Brano scelto:
--------------------------------------------------

SVOLGIMENTO DEL PROCESSO

Con ricorso depositato il 22 marzo 1990 S. D. a conveniva in giudizio davanti al pretore di Modena la ( omissis ), chiedendo che venisse affermata la natura subordinata del rapporto di lavoro intercorso con essa e che, in conseguenza, venisse affermato il suo diritto a ottenere la regolarizzazione assicurativa e contributiva con condanna della società convenuta al pagamento della complessiva somma di lire 273.574.467, oltre rivalutazione, interessi e spese.

Il D. assumeva di essere stato incaricato, quale responsabile dell'ufficio della società convenuta sito a New York, della acquisizione e conclusione per conto di detta società di contratti di trasporto tra l'Italia e l'America e di avere percepito per l'espletamento di tale attività un compenso annuo di 50 mila dollari Usa, aumentato di 10mila dollari a partire dal 1987.

Il lavoratore aggiungeva che si era dimesso il 30 giugno 1989 senza percepire la promessa buonuscita, corrispondente a cinque mensilità di compenso e a un premio di 72.500 dollari, in quanto la società convenuta si era rifiutata di regolarizzare la sua posizione contributiva.

--------------------------------------------------

Dati grezzi:
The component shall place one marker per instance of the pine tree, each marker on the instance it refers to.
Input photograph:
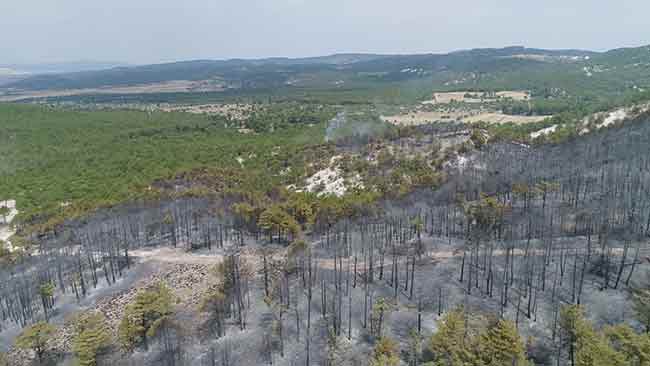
(641, 304)
(587, 347)
(214, 303)
(150, 310)
(35, 338)
(502, 345)
(386, 353)
(453, 344)
(90, 338)
(634, 347)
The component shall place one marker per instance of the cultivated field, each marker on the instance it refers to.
(477, 97)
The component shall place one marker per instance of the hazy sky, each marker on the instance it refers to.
(147, 31)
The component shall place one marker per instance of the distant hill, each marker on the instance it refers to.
(545, 72)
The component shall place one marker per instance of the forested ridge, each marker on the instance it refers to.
(488, 253)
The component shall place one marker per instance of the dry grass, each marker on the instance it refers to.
(476, 97)
(235, 111)
(424, 117)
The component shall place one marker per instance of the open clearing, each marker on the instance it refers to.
(477, 97)
(424, 117)
(235, 111)
(6, 230)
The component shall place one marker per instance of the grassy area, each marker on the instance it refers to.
(51, 157)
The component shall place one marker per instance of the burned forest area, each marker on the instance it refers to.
(487, 207)
(516, 255)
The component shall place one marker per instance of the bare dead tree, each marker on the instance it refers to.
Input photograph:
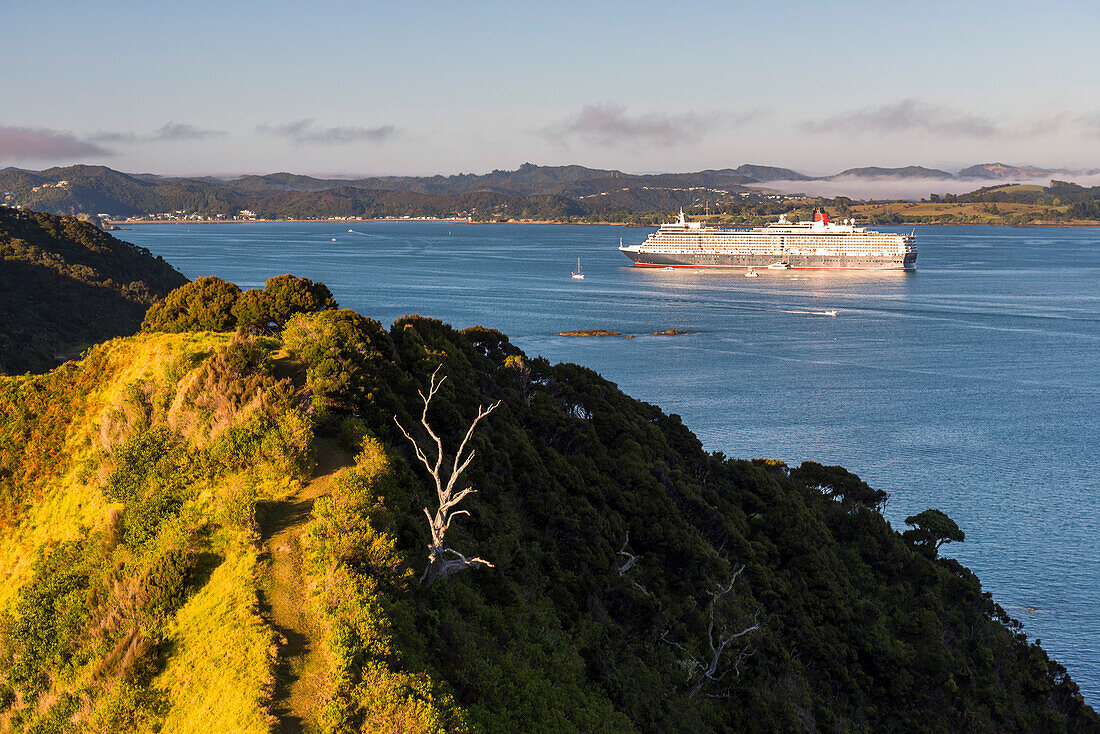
(706, 665)
(439, 565)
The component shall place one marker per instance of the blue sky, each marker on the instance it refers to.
(365, 88)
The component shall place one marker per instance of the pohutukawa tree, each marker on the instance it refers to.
(443, 561)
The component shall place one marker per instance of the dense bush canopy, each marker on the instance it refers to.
(66, 284)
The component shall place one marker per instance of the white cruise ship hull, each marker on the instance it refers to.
(642, 259)
(816, 244)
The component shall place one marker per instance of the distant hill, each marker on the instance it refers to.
(1002, 171)
(592, 193)
(65, 284)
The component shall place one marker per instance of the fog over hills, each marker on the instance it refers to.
(99, 189)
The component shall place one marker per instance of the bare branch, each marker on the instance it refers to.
(440, 522)
(710, 670)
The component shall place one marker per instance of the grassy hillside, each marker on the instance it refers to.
(65, 284)
(227, 533)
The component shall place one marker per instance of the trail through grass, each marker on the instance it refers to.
(299, 690)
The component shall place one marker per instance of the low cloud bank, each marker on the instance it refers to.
(307, 131)
(611, 124)
(42, 144)
(859, 187)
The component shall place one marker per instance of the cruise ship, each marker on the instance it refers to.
(817, 244)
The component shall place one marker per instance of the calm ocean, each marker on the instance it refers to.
(971, 385)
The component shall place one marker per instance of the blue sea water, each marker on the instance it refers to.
(971, 385)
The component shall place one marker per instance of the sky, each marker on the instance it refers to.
(361, 88)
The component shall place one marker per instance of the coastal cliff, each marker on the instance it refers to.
(229, 530)
(65, 284)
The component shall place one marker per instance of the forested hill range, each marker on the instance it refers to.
(529, 193)
(65, 285)
(215, 530)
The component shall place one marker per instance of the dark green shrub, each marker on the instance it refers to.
(202, 305)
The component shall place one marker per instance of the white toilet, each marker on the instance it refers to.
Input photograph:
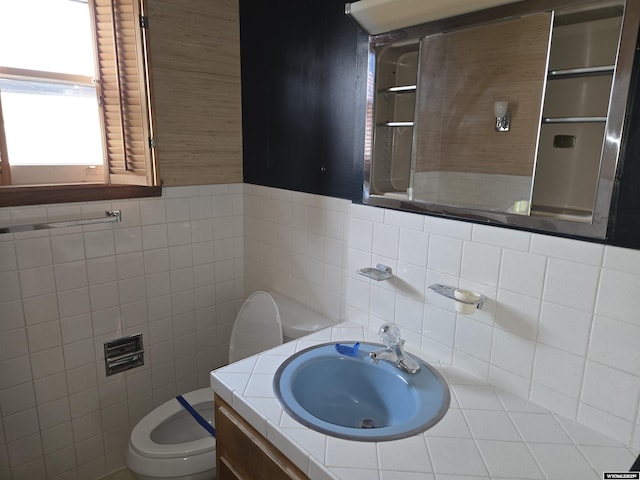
(168, 442)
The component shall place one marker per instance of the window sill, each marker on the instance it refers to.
(45, 194)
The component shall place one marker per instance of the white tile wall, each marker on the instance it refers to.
(170, 270)
(560, 326)
(296, 243)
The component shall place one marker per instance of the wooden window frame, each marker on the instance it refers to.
(124, 90)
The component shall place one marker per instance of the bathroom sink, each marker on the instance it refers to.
(347, 395)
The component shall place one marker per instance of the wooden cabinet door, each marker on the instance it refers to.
(243, 454)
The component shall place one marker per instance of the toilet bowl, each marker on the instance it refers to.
(168, 442)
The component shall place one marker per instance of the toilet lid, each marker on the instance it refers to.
(257, 327)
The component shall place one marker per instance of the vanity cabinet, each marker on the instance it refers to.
(242, 453)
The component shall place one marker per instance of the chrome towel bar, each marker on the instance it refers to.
(111, 216)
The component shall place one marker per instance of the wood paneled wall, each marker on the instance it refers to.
(195, 65)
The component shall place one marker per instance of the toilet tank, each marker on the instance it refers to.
(298, 319)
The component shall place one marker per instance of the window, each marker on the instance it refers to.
(74, 95)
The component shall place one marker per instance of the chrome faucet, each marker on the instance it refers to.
(394, 351)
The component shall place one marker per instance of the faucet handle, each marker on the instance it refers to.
(390, 335)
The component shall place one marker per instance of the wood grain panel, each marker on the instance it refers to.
(462, 74)
(237, 441)
(195, 63)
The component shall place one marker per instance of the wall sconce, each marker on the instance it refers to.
(503, 116)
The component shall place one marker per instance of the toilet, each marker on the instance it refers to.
(168, 442)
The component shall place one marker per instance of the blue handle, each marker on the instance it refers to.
(347, 350)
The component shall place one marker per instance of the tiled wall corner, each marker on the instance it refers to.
(295, 243)
(560, 326)
(172, 270)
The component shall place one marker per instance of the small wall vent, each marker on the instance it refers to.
(123, 354)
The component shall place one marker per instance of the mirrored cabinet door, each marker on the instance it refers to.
(512, 116)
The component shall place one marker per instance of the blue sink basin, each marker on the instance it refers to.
(348, 396)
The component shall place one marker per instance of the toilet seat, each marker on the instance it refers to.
(257, 327)
(142, 444)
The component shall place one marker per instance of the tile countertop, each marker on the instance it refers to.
(487, 433)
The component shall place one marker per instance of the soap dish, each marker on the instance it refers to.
(467, 301)
(381, 272)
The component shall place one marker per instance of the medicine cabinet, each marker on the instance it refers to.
(513, 115)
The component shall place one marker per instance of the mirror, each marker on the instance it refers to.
(509, 116)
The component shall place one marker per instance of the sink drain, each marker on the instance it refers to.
(367, 423)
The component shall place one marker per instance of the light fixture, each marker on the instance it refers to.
(503, 116)
(379, 16)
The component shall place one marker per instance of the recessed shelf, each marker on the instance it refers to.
(580, 72)
(398, 89)
(396, 124)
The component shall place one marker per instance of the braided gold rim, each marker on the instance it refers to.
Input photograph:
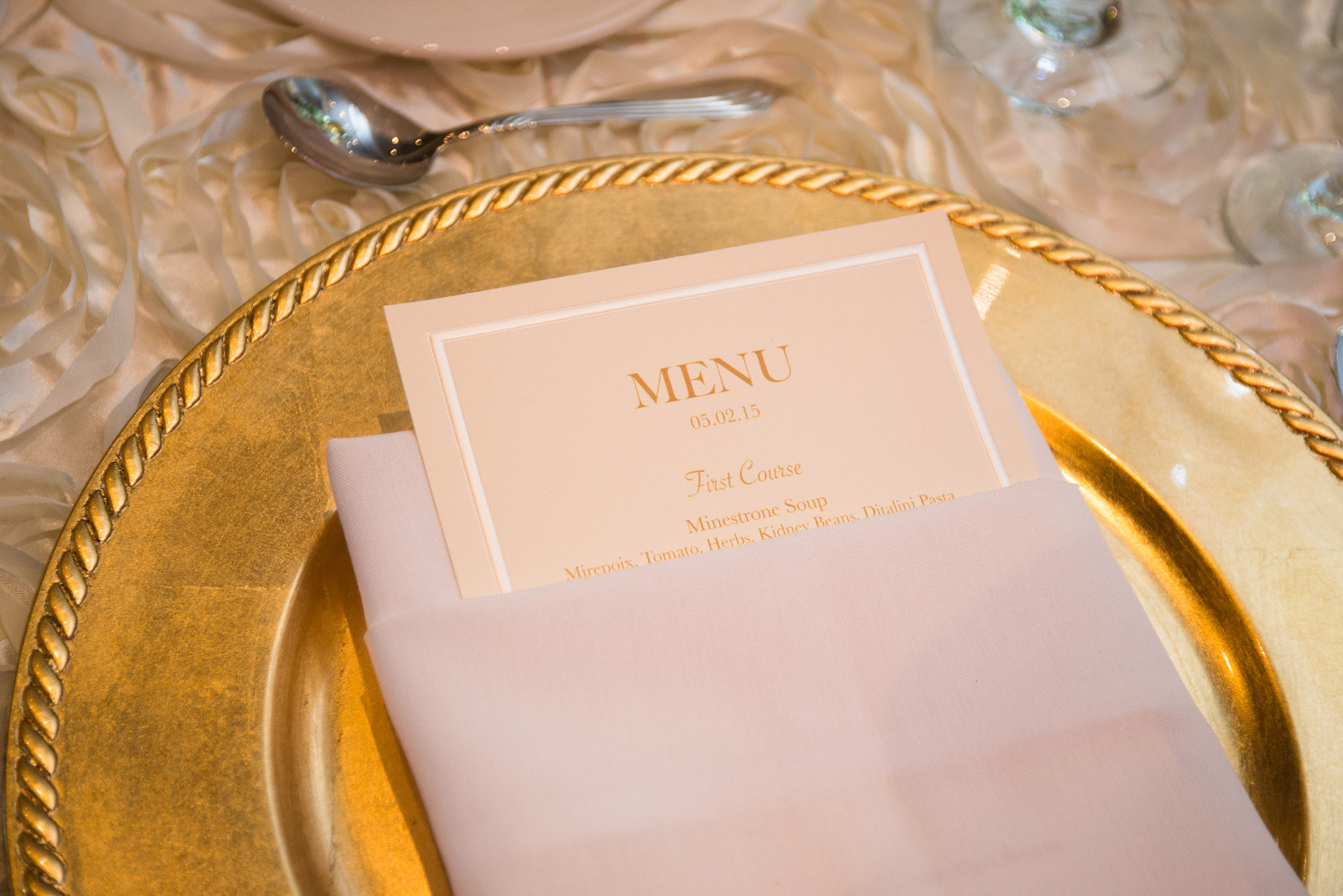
(34, 799)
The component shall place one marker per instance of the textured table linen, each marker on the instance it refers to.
(959, 699)
(143, 196)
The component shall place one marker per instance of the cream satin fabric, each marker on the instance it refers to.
(954, 701)
(143, 196)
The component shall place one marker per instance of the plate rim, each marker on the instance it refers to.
(35, 853)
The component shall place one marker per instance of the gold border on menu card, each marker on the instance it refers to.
(33, 758)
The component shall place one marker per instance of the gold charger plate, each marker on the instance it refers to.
(195, 711)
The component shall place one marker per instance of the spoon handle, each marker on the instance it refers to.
(729, 100)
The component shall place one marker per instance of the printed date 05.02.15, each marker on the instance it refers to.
(724, 416)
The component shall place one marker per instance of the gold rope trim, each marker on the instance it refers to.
(34, 748)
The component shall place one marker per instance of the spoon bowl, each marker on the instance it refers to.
(349, 134)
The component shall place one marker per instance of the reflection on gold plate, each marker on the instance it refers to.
(195, 711)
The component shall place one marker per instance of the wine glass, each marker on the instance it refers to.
(1287, 204)
(1064, 56)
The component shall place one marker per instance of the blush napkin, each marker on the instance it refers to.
(960, 699)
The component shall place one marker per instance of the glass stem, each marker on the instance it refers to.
(1078, 23)
(1323, 196)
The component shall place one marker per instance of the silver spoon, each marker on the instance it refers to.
(344, 132)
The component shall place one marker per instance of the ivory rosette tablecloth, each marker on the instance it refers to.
(143, 195)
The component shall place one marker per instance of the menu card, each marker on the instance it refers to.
(637, 414)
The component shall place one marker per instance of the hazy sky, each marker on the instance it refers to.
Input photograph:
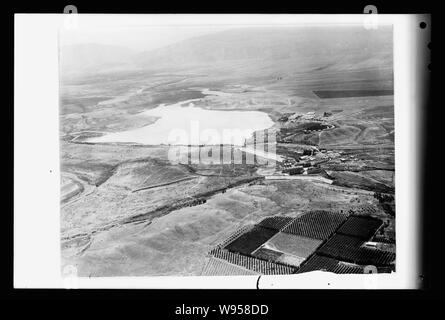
(136, 38)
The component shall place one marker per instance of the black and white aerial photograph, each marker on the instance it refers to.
(228, 150)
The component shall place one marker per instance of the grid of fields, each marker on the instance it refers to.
(316, 224)
(360, 226)
(317, 240)
(276, 223)
(293, 245)
(350, 249)
(217, 267)
(251, 240)
(253, 264)
(317, 262)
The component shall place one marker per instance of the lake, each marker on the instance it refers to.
(183, 123)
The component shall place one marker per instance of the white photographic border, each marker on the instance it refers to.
(36, 154)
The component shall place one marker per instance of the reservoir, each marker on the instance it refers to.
(183, 123)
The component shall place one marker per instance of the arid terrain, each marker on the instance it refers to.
(127, 210)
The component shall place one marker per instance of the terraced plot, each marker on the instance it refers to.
(361, 227)
(316, 224)
(217, 267)
(349, 249)
(276, 223)
(293, 245)
(251, 240)
(251, 263)
(318, 262)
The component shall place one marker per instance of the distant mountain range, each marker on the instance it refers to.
(298, 48)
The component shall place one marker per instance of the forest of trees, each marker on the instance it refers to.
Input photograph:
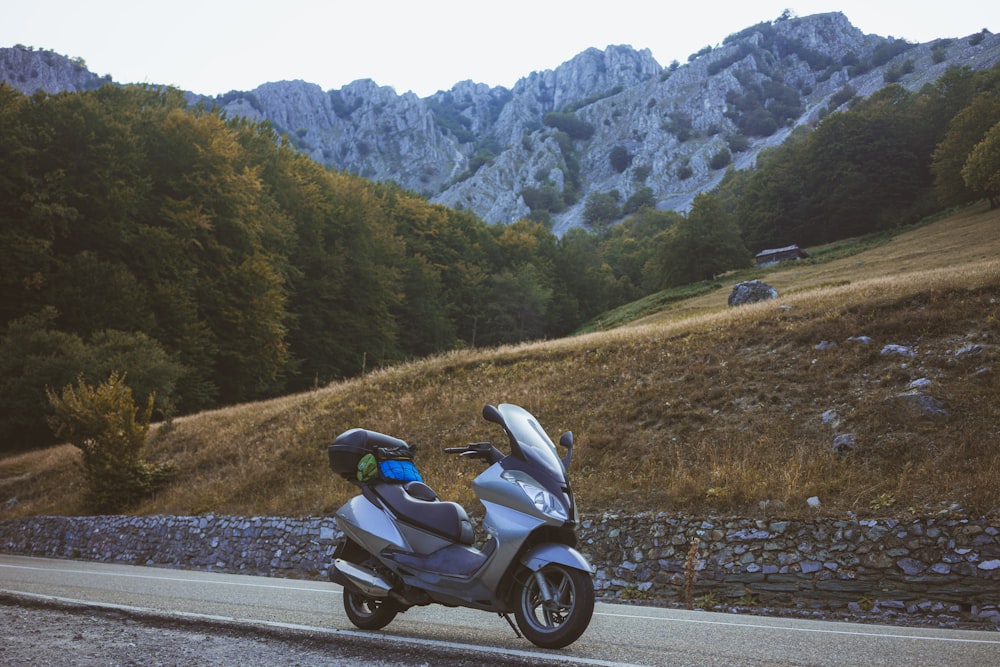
(212, 263)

--------------------------------------------------

Esercizi proposti:
- a) Secondo il brano sul ricorso, in quale data il D. si era dimesso?
- b) Stabilisci se ciascuna affermazione concorda con il brano sul ricorso, rispondendo sì o no e citando le parole decisive del testo. (i) Il ricorso fu presentato davanti al pretore di Modena. (ii) Il compenso annuo iniziale del D. era di 60 mila dollari. (iii) Il D. aveva ricevuto la buonuscita promessa.
- c) Prosegui il brano sul ricorso a partire dall'ultima frase riportata.
I record non hanno alcun legame con il brano sul ricorso.

Risultati finali:
- a) Il 30 giugno 1989.

- b)
(i) Sì: "conveniva in giudizio davanti al pretore di Modena".
(ii) No: "un compenso annuo di 50 mila dollari Usa".
(iii) No: "senza percepire la promessa buonuscita".

- c)
La ( omissis ) si costituiva eccependo che tra le parti era stato pattuito ed era intercorso un rapporto di lavoro autonomo.

Dispiegava domanda riconvenzionale con la quale chiedeva la condanna del D. al risarcimento dei danni subiti per violazione del patto di non concorrenza.

Con sentenza in data 23 ottobre 1992 il pretore di Modena rigettava sia la domanda principale come quella riconvenzionale e compensava le spese del giudizio.

Il tribunale di Modena con sentenza in data 6 dicembre 1995-22 luglio 1996 rigettava l'appello proposto dal D. avverso la sentenza pretorile, che confermava condannando l'appellante al rimborso delle spese del giudizio in favore della società appellata.

Il tribunale, in particolare, osservava che dall'accordo contrattuale, di cui alla lettera di incarico del 20 marzo 1983, veniva a desumersi che le parti avevano inteso instaurare un rapporto di lavoro non ordinato e che tale caratteristica veniva a desumersi dalle stesse dichiarazioni rese dal D. in sede di libero interrogatorio.

Il giudice d'appello aggiungeva, altresì, che da tutte le deposizioni acquisite, compresa quella della M., non era stato possibile desumere che il rapporto di lavoro nel corso del suo svolgimento, si fosse trasformato da autonomo in subordinato con la soggezione del D. al potere organizzativo e disciplinare della società.

Secondo il tribunale era risultato, invece, che il D. acquisiva contratti di trasporto avvalendosi dei dipendenti della società e della sua filiale di New York, organizzando, però, il suo lavoro in piena autonomia e senza soggiacere al potere direttivo altrui.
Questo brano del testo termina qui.